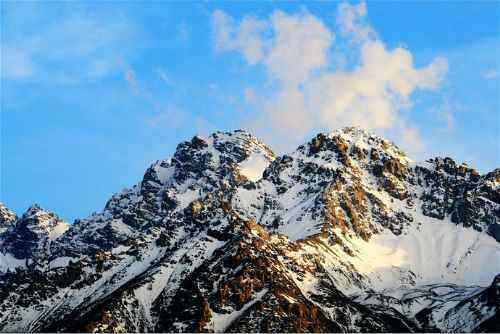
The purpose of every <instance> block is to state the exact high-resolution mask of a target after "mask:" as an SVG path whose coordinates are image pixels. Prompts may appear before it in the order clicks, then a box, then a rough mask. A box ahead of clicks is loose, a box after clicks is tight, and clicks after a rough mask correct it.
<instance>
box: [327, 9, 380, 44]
mask: <svg viewBox="0 0 500 334" xmlns="http://www.w3.org/2000/svg"><path fill="white" fill-rule="evenodd" d="M366 14H367V10H366V4H365V3H364V2H361V3H359V4H357V5H350V4H348V3H341V4H339V6H338V8H337V16H336V20H337V24H338V25H339V28H340V32H341V33H342V34H343V35H344V36H346V37H352V38H353V39H354V41H356V42H364V41H367V40H373V39H376V33H375V31H374V30H373V29H372V27H370V26H369V25H368V23H367V22H366V20H365V17H366Z"/></svg>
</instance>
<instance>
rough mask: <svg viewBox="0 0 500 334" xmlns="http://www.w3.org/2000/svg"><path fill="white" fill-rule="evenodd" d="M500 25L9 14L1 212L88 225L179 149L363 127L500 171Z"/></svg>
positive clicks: (413, 5) (280, 147) (150, 3)
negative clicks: (122, 195)
mask: <svg viewBox="0 0 500 334" xmlns="http://www.w3.org/2000/svg"><path fill="white" fill-rule="evenodd" d="M499 11H500V4H499V3H498V2H439V3H431V2H368V3H366V4H365V3H358V2H354V3H352V2H351V3H349V4H345V3H344V4H340V3H336V2H317V3H300V2H286V3H281V2H265V3H264V2H242V3H236V2H209V3H204V2H200V3H196V2H189V3H187V2H186V3H176V2H106V3H97V2H91V3H83V2H82V3H79V2H50V3H41V2H2V4H1V15H2V20H1V29H2V31H1V33H2V44H1V46H2V54H1V55H2V63H1V65H2V68H1V93H2V101H1V102H2V105H1V114H0V116H1V184H0V187H1V194H0V200H1V201H2V202H4V203H5V204H6V205H7V206H8V207H10V208H12V209H13V210H14V211H16V212H17V213H18V214H21V213H22V212H23V211H24V210H25V209H26V208H27V207H28V206H29V205H30V204H31V203H34V202H36V203H39V204H41V205H42V206H44V207H46V208H48V209H51V210H53V211H55V212H57V213H58V214H59V215H60V216H62V217H63V218H64V219H66V220H68V221H72V220H73V219H74V218H77V217H80V218H83V217H86V216H87V215H89V214H90V213H91V212H93V211H99V210H101V209H102V207H103V206H104V204H105V202H106V200H107V199H108V198H109V197H110V196H111V195H112V194H113V193H115V192H118V191H120V190H121V189H122V188H124V187H129V186H131V185H133V184H135V183H137V182H138V181H139V180H140V179H141V177H142V175H143V173H144V170H145V169H146V168H147V167H148V166H149V165H150V164H151V163H152V162H154V161H155V160H158V159H163V158H167V157H169V156H170V155H171V154H172V153H173V151H174V150H175V146H176V145H177V144H178V143H179V142H180V141H182V140H185V139H188V138H190V137H191V136H193V135H194V134H202V135H206V134H208V133H210V132H211V131H214V130H231V129H236V128H243V129H248V130H250V131H251V132H254V133H255V134H256V135H258V136H260V137H261V138H263V139H265V140H266V141H267V142H270V143H271V145H273V146H274V147H275V148H276V150H277V151H278V152H284V151H287V150H292V149H293V148H294V147H295V146H296V145H297V144H299V143H301V142H304V141H305V140H307V139H308V138H309V137H310V136H312V135H313V134H314V133H316V132H318V131H328V130H331V129H334V128H336V127H339V126H343V125H348V124H351V123H353V124H356V125H360V126H364V127H367V128H369V129H370V130H372V131H374V132H377V133H379V134H381V135H384V136H387V137H389V138H390V139H392V140H394V141H395V142H396V143H397V144H399V145H400V146H402V147H403V148H404V149H405V150H407V151H408V152H409V154H410V155H411V156H412V157H414V158H415V159H416V160H418V159H425V158H428V157H432V156H436V155H449V156H451V157H453V158H454V159H456V160H458V161H459V162H467V163H468V164H469V165H470V166H473V167H476V168H477V169H479V170H480V171H481V172H486V171H488V170H491V169H494V168H496V167H499V165H500V164H499V162H500V146H499V142H500V140H499V139H500V138H499V133H500V132H499V131H500V129H499V128H500V109H499V108H500V106H499V104H500V86H499V84H500V81H499V79H500V78H499V71H500V68H499V67H500V63H499V59H500V27H499V22H500V17H499V16H500V13H499ZM301 38H302V39H301ZM304 46H307V47H304ZM304 49H306V50H307V53H305V51H304ZM408 59H410V60H411V61H410V62H408ZM290 64H292V66H290ZM396 67H397V68H396ZM389 73H392V74H389ZM344 100H345V101H348V102H346V104H341V103H340V102H339V101H344ZM298 126H299V128H298ZM291 133H292V134H293V135H290V134H291Z"/></svg>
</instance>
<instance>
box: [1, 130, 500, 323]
mask: <svg viewBox="0 0 500 334" xmlns="http://www.w3.org/2000/svg"><path fill="white" fill-rule="evenodd" d="M259 174H260V176H261V177H260V178H259ZM499 184H500V169H495V170H494V171H491V172H490V173H486V174H483V175H480V174H479V173H478V172H477V171H475V170H474V169H472V168H469V167H468V166H466V165H464V164H462V165H457V164H456V163H455V162H454V161H453V160H452V159H450V158H434V159H430V160H428V161H426V162H423V163H416V162H413V161H412V160H410V159H409V158H408V157H406V155H405V154H404V153H403V152H402V151H401V150H400V149H399V148H397V146H396V145H394V144H393V143H391V142H389V141H387V140H385V139H383V138H380V137H378V136H375V135H372V134H370V133H368V132H366V131H364V130H361V129H358V128H352V127H349V128H342V129H340V130H337V131H334V132H332V133H329V134H318V135H317V136H315V137H314V138H313V139H312V140H310V141H309V142H307V143H306V144H304V145H301V146H299V147H298V148H297V150H295V151H294V152H292V153H290V154H285V155H282V156H276V155H275V154H274V153H273V152H272V150H271V149H270V148H269V147H268V146H267V145H265V144H263V143H262V142H260V141H259V140H258V139H256V138H255V137H253V136H252V135H250V134H248V133H247V132H245V131H242V130H237V131H234V132H232V133H226V132H217V133H214V134H212V135H211V136H209V137H208V138H200V137H197V136H195V137H194V138H193V139H192V140H191V141H186V142H183V143H181V144H179V145H178V147H177V150H176V152H175V153H174V155H173V157H172V158H171V159H166V160H159V161H157V162H155V163H154V164H153V165H151V167H149V168H148V169H147V171H146V173H145V175H144V177H143V179H142V181H141V182H139V183H138V184H137V185H136V186H134V187H132V188H130V189H126V190H124V191H122V192H121V193H118V194H116V195H114V196H112V198H111V199H110V200H109V201H108V202H107V203H106V205H105V208H104V210H103V211H102V212H101V213H98V214H95V215H92V216H90V217H89V218H87V219H84V220H77V221H75V223H74V224H73V225H71V226H70V227H69V228H68V229H67V230H65V231H64V232H63V233H62V234H61V235H59V236H57V237H55V238H53V239H50V238H48V237H46V236H45V237H44V239H43V240H45V241H44V242H39V239H36V240H35V241H34V242H35V244H37V246H40V245H42V246H43V247H41V249H43V252H42V251H35V252H31V253H29V254H25V253H23V254H19V253H16V251H13V250H12V249H14V248H16V243H15V242H14V241H13V240H14V239H15V238H13V237H11V236H12V235H13V234H16V233H17V234H19V233H18V232H17V231H15V230H16V228H17V225H18V224H19V221H21V222H23V221H24V222H25V223H23V224H24V225H26V220H27V219H28V217H30V216H32V215H27V217H26V218H25V217H24V215H23V217H22V218H21V219H17V220H15V219H14V218H12V217H13V216H12V214H10V213H9V211H8V209H6V208H5V207H4V206H3V205H2V206H0V213H1V216H0V219H1V220H0V227H1V226H4V225H6V224H4V225H2V224H3V222H4V221H9V222H10V225H9V226H10V227H7V228H6V230H5V231H4V232H3V233H2V232H1V231H0V233H2V234H0V256H2V257H1V258H0V262H3V265H2V266H0V295H1V296H2V297H3V302H2V303H1V304H0V310H1V311H2V313H3V316H0V331H47V330H48V331H79V330H85V331H132V332H135V331H188V332H190V331H226V330H228V331H251V332H258V331H264V332H267V331H280V332H283V331H296V332H297V331H429V330H432V331H474V330H476V329H481V330H484V331H494V330H498V327H497V326H498V322H495V321H494V320H492V319H495V317H497V318H498V307H499V300H500V298H499V294H498V276H497V275H498V274H499V273H500V231H499V230H500V228H499V226H500V224H499V221H498V217H499V216H500V191H499ZM38 209H39V210H42V209H41V208H37V209H36V210H38ZM36 210H35V211H36ZM32 213H33V212H32ZM35 216H36V212H35ZM3 217H6V218H3ZM9 217H10V218H9ZM47 217H49V218H47ZM45 218H46V220H47V219H48V220H50V221H51V222H53V223H54V224H55V226H59V225H60V223H57V222H58V218H57V217H56V216H55V215H51V214H50V213H47V215H46V216H45ZM23 219H24V220H23ZM28 220H29V219H28ZM12 221H15V222H16V223H14V224H12ZM23 224H19V226H24V225H23ZM54 224H53V225H54ZM49 225H50V224H49ZM13 231H14V232H13ZM9 235H10V236H9ZM37 238H38V237H37ZM18 239H19V238H18ZM49 239H50V242H48V241H47V240H49ZM16 240H17V239H16ZM32 241H33V240H32ZM13 247H14V248H13ZM23 249H27V248H26V247H23ZM37 249H38V248H37ZM430 258H433V262H432V263H431V264H429V263H428V262H427V260H428V259H430ZM491 259H493V262H491ZM495 260H496V261H495ZM487 264H488V266H486V265H487ZM2 271H3V274H2ZM495 277H497V278H495ZM35 281H36V282H35ZM30 282H32V283H30ZM214 282H215V283H214ZM214 284H215V285H214ZM19 288H20V289H21V290H20V291H24V292H26V291H30V292H33V294H34V296H33V295H26V294H24V295H22V294H21V293H20V292H19V291H18V290H17V289H19ZM436 291H438V292H436ZM436 296H438V297H439V298H438V297H436ZM492 296H493V297H492ZM389 301H390V302H389ZM457 303H458V304H457ZM417 304H418V305H420V306H415V305H417ZM474 310H476V311H474ZM464 315H467V317H468V318H467V319H469V320H468V321H466V322H464V321H462V320H461V319H460V317H462V318H463V317H464ZM68 324H72V325H68Z"/></svg>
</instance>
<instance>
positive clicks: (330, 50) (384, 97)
mask: <svg viewBox="0 0 500 334" xmlns="http://www.w3.org/2000/svg"><path fill="white" fill-rule="evenodd" d="M366 15H367V8H366V5H365V4H364V3H360V4H357V5H350V4H347V3H342V4H339V6H338V8H337V13H336V15H335V16H334V22H332V23H334V26H335V28H336V29H333V28H330V27H329V26H327V25H326V24H325V22H323V21H321V20H320V19H319V18H318V17H316V16H314V15H312V14H311V13H309V12H307V11H305V10H304V11H301V12H299V13H294V14H287V13H284V12H282V11H275V12H273V13H272V14H271V15H270V16H269V17H268V18H265V19H262V18H258V17H254V16H245V17H243V18H242V19H241V20H240V21H238V20H235V19H234V18H233V17H231V16H230V15H229V14H227V13H225V12H223V11H221V10H216V11H214V12H213V13H212V26H213V32H214V41H215V50H216V51H217V52H237V53H239V54H241V56H243V59H244V60H245V62H246V63H247V65H249V66H263V68H264V69H265V72H266V74H267V76H268V78H269V80H270V82H272V84H273V87H275V89H274V90H273V93H272V94H270V95H269V94H265V95H264V94H262V96H259V94H257V93H256V90H254V89H250V88H249V89H247V90H246V91H245V94H244V95H245V97H246V100H247V102H248V104H249V106H251V107H252V108H253V110H254V113H253V115H252V118H253V119H254V121H253V122H254V124H253V127H254V130H256V131H257V132H258V133H259V135H261V136H263V137H267V138H266V139H268V140H269V139H275V138H276V137H280V138H285V137H288V138H287V140H289V139H290V138H289V137H293V138H292V140H294V141H297V142H298V141H301V140H302V139H303V137H304V136H306V135H307V134H309V133H310V132H312V131H317V130H330V129H334V128H338V127H341V126H347V125H356V126H361V127H363V128H366V129H369V130H377V131H379V132H392V133H396V134H397V137H398V139H400V140H402V141H403V145H404V146H405V147H406V149H408V150H410V151H412V150H413V151H419V150H421V149H422V143H421V140H420V139H419V134H418V129H416V128H415V127H413V126H412V125H411V124H409V122H408V121H407V117H406V116H405V115H406V113H407V111H408V110H409V109H410V108H411V106H412V104H413V101H412V96H413V95H414V93H415V92H417V91H420V90H422V91H435V90H437V89H438V88H439V86H440V83H441V82H442V80H443V78H444V76H445V74H446V73H447V69H448V63H447V60H446V59H445V58H441V57H438V58H435V59H434V60H433V61H432V62H431V63H429V64H428V65H427V66H424V67H420V68H417V67H416V66H415V65H414V63H413V57H412V54H411V52H410V51H409V50H407V49H405V48H403V47H396V48H393V49H389V48H388V47H387V46H386V45H385V44H384V42H383V41H382V40H381V39H380V38H379V37H378V35H377V33H376V31H375V30H374V29H373V28H372V27H371V26H370V25H369V24H368V22H367V20H366ZM336 32H337V34H336ZM339 42H342V43H339ZM338 45H347V46H348V47H347V49H346V50H344V54H341V53H340V54H339V53H338V52H335V53H333V52H332V50H333V49H334V48H335V47H336V46H338ZM352 54H355V55H356V58H355V59H354V61H351V64H350V66H349V67H347V66H335V65H334V64H336V63H337V62H336V61H337V60H338V59H336V57H337V58H342V57H345V58H348V59H350V58H352ZM290 134H293V136H290Z"/></svg>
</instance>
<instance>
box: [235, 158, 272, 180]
mask: <svg viewBox="0 0 500 334" xmlns="http://www.w3.org/2000/svg"><path fill="white" fill-rule="evenodd" d="M269 163H270V161H269V159H268V158H267V157H266V156H265V155H264V154H263V152H253V153H252V154H251V155H250V156H249V157H248V158H247V159H246V160H244V161H243V162H241V163H240V165H239V168H240V173H241V175H243V176H245V177H246V178H247V179H249V180H250V181H253V182H257V181H259V180H260V179H261V178H262V174H263V173H264V170H266V168H267V166H269Z"/></svg>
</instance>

> _WORK REQUIRED_
No pictures should appear; only the lines from the first line of the records through the line with "positive clicks: (413, 5) (280, 147) (150, 3)", both included, are to be restated word for word.

> _ANSWER SPACE_
The purpose of every <instance> block is to state the exact high-resolution mask of a target after "mask:" as an SVG path whose coordinates are image pixels. Prompts may appear before it in the order clicks, then a box, then a rough mask. A box ahead of clicks is loose, a box after clicks is tight, and clicks after a rough mask correct it.
<instance>
box: [327, 9, 380, 44]
mask: <svg viewBox="0 0 500 334" xmlns="http://www.w3.org/2000/svg"><path fill="white" fill-rule="evenodd" d="M366 14H367V10H366V4H365V3H364V2H361V3H359V4H357V5H350V4H348V3H341V4H339V6H338V8H337V16H336V20H337V24H338V25H339V28H340V32H341V33H342V34H343V35H344V36H346V37H352V38H353V39H354V41H356V42H364V41H367V40H373V39H376V33H375V31H374V30H373V29H372V27H370V26H369V25H368V23H367V22H366V20H365V17H366Z"/></svg>
</instance>
<instance>
rough mask: <svg viewBox="0 0 500 334" xmlns="http://www.w3.org/2000/svg"><path fill="white" fill-rule="evenodd" d="M500 25L9 14L1 212L88 225L179 149L363 127L500 171Z"/></svg>
positive clicks: (413, 5) (280, 147) (150, 3)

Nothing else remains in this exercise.